● LISTED RECORDS:
--------------------------------------------------

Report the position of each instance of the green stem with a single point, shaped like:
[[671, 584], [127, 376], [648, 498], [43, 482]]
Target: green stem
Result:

--------------------------------------------------

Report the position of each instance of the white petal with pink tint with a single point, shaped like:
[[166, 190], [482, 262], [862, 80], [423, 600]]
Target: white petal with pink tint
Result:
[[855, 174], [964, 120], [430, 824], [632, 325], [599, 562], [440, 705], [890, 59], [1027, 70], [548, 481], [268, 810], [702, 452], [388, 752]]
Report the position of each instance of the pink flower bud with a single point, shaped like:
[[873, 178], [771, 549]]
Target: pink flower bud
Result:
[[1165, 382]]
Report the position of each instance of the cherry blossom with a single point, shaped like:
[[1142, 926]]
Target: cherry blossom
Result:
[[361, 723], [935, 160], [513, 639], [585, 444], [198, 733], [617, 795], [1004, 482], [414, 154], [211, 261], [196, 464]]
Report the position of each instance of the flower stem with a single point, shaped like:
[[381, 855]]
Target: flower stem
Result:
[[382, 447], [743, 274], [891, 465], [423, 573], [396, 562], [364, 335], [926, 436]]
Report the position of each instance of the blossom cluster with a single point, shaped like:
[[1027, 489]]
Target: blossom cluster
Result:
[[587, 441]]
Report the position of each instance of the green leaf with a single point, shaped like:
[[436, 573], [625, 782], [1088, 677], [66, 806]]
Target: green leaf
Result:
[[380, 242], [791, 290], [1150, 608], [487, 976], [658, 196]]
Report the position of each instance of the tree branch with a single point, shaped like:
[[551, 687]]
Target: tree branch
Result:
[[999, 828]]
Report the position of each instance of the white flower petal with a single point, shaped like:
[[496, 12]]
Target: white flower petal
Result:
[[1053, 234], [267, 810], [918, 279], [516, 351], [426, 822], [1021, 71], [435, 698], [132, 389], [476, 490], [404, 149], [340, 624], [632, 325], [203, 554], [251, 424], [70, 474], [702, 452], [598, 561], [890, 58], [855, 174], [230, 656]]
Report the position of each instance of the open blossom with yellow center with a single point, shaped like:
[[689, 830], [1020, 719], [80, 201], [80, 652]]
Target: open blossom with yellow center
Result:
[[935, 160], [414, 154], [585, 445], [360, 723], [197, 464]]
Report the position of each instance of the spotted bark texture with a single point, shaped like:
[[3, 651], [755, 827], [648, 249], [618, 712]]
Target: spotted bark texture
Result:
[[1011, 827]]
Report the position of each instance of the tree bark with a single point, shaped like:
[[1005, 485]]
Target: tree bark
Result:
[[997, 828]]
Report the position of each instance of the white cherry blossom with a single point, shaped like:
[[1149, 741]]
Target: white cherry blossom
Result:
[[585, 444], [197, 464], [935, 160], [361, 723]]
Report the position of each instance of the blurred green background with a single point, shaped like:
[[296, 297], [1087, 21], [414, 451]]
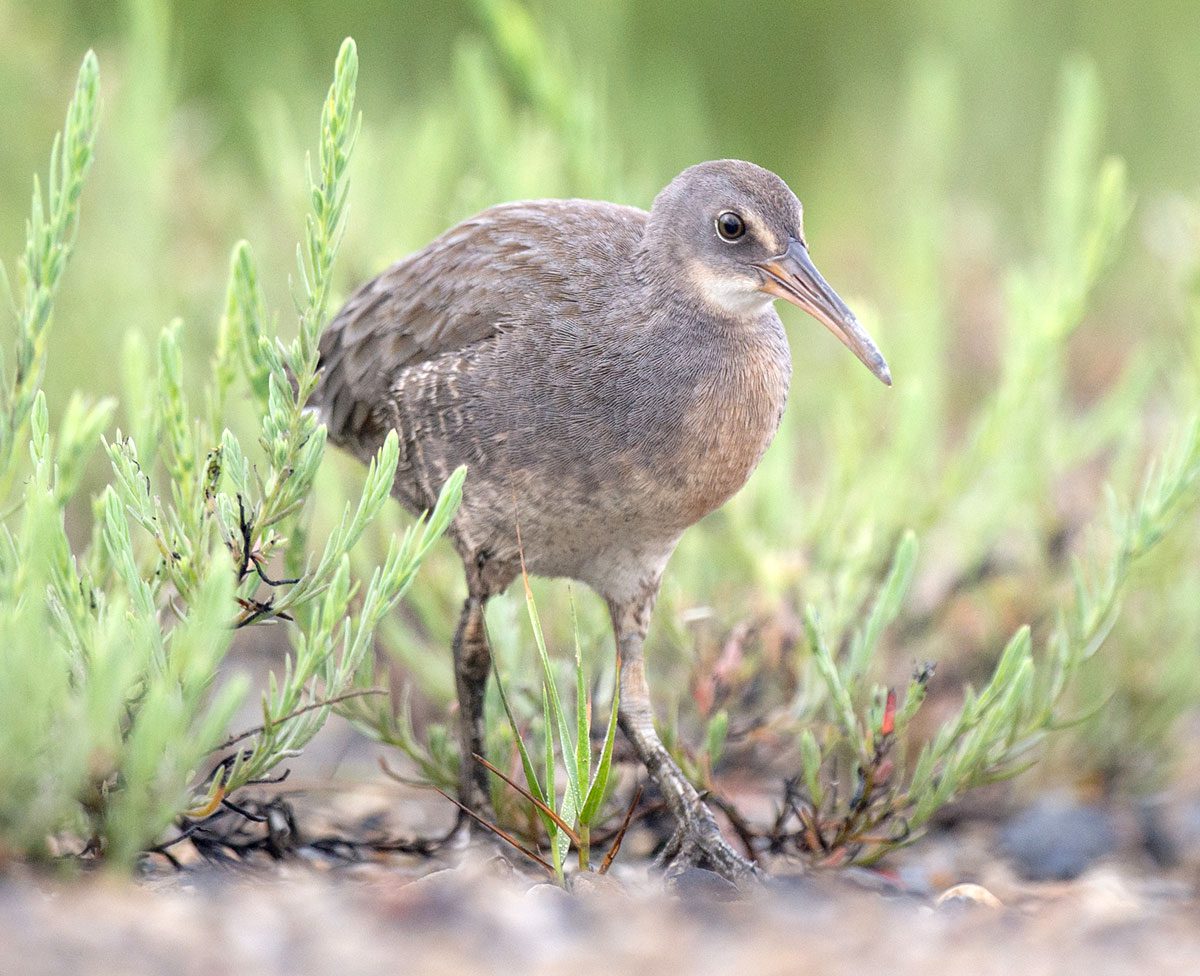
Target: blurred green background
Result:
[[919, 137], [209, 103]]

--------------------------------------------------

● WHAT TO WORK ON: Please shift the entries from the line with "Report the position of each instance of the white cherry" to the line with "[[919, 137], [209, 103]]", both ends included, by writing those lines out again in full with 66 added to every coordinate in the result points. Leave the sample coordinates unchanged and the picture out.

● CORRECT RESPONSE:
Report the position of each instance of the white cherry blossom with a single point, shaped like:
[[1149, 741]]
Target: white cherry blossom
Result:
[[651, 510], [263, 530], [1001, 226], [427, 789]]
Report the position of each instance of the blurred green background with a single point, shaped like:
[[296, 297], [1087, 21], [414, 451]]
Target: blurred green background
Result:
[[985, 203], [275, 169]]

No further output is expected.